ESTRATTO FORNITO:

* * *

Quindi oggi, dopo 15 anni, tu sei diventato un finanziatore di altre comunità?

Da sempre noi abbiamo chiesto ai finanziatori: aiutateci a essere autonomi. Ora abbiamo anche finanziatori importanti e chiediamo loro di sostenerci non per strutturarci meglio o diventare più grandi avviando nuove attività o assorbendo progetti di altri, magari in difficoltà. Ci sono già tante realtà che gestiscono servizi. Noi abbiamo scelti non di diventare competitor con realtà che ci sono già, ma di occuparci di quello che manca. Per noi il risultato non è passare da 15 a 25 appartamenti che gestiamo per accogliere le famiglie. Il vero successo è coinvolgere un quartiere, prendere 3 appartamenti in affitto calmierato e seguirli così bene da non avere -ad esempio- morosità: che è il segno di un accompagnamento che funziona davvero.

La vera novità su cui stiamo lavorando non è tenere per noi le risorse, ma sostenere l’empowerment delle piccole realtà di cui è piena l’Italia. L’unico vero indicatore di interesse per noi è il radicamento territoriale, la capacità di continuare a lavorare nella comunità nel tempo, anche oltre i progetti: che sia a Molise Calvairate o in Bolivia o in Ucraina, che sono i paesi da cui provengono alcune delle persone con cui lavoriamo a Baranzate. Non solo per noi. 

Chi sono gli interlocutori prioritari coi quali condividere una strategia di cambiamento? Come costruisci le tue alleanze?

Per noi il lavoro, anche la costruzione di alleanze, parte dal basso, dalla concretezza del lavoro sul campo. Lavorando sui territori incontri tante persone, a volte anche persone ‘che contano’. Noi non li andiamo a cercare con progetti o proposte politiche. Li incontriamo quando passano da noi, quando vivono la nostra realtà e ci vedono lavorare. Ci sostiene chi si lascia contagiare, chi crede nel nostro modo di proporre il cambiamento. Paolo Barilla, che ci sostiene, è venuto 10 volte a mangiare un panino al bar: non per sentirsi ringraziare e nemmeno per controllare i lavori che ha sostenuto. Viene da noi per sentirsi parte del cambiamento che lui sta aiutando a costruire. E come lui Corrado Passera che ci ha aiutato con delle consulenze, o la Dottoressa Bracco. Anche noi facciamo lo stesso, e andiamo in giro a vedere a Verona, a Torino, a Scampia… 

Noi, un po’ per necessità e un po’ per storia, non abbiamo convenzioni con i Comuni che certe volte non si sa se non hanno gli occhi per piangere o il cervello per decidere. Certo le risorse dei bandi aiutano, ma alla lunga quella logica ti logora. Noi abbiamo scelto di essere liberi: certo in questo avere l’aiuto di grandi finanziatori ci aiuta, ma abbiamo sempre lavorato perché le nostre attività fossero sostenibili… quello che non è sostenibile si regge su alleanze, ma sempre nella logica che quello che ci arriva non è solo per noi. Paradossalmente, questa scelta di sostenere altre realtà attira su di noi più risorse.

* * *

ESERCIZI:
• a. Rispondi a queste domande sull'intervista:
(i) Quanti appartamenti gestisce oggi la realtà intervistata per accogliere le famiglie?
(ii) Quante volte Paolo Barilla è venuto a mangiare un panino al bar?
(iii) Con che cosa ha aiutato Corrado Passera?
• b. Per favore, elenca tutte le persone che nell'intervista vengono indicate per nome come sostenitori.
• c. Prosegui l'intervista sulla comunità di Baranzate a partire dall'ultima frase dell'estratto.

DATI GREZZI:

* * *

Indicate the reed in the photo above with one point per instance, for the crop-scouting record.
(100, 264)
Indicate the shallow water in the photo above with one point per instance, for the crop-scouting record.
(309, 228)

* * *

RISPOSTE ALL'ESERCIZIO:
• a.
(i) 15 appartamenti.
(ii) 10 volte.
(iii) Con delle consulenze.

• b. Paolo Barilla, Corrado Passera, la Dottoressa Bracco.

• c.
In una comunità è più funzionale avere un protagonismo diffuso e pochi soggetti trainanti?  Quali sono i luoghi decisionali che permettono di garantire la partecipazione di ognuno al progetto di sviluppo della comunità?

Io sono in uscita: a settembre lascio Baranzate, e la pandemia mi aiuterà a fare un passaggio senza enfasi. L’associazione è nata per un protagonismo diffuso. Quando siamo partiti è ovvio che facessi tutto io perché per partire bisogna sfondare, ma sapevamo che era necessario condividere. Oggi abbiamo una struttura decisionale diffusa attraverso il direttivo, i capi area e i coordinatori. Negli ultimi due anni tutto questo è cresciuto, gestisce e decide al di là della mia figura… sicuramente io influenzo, sono anche ingombrante, ma l’organizzazione è cresciuta, e settembre sarà l’occasione piena di un passaggio generazionale che è cresciuto in dieci anni condividendo il senso di responsabilità.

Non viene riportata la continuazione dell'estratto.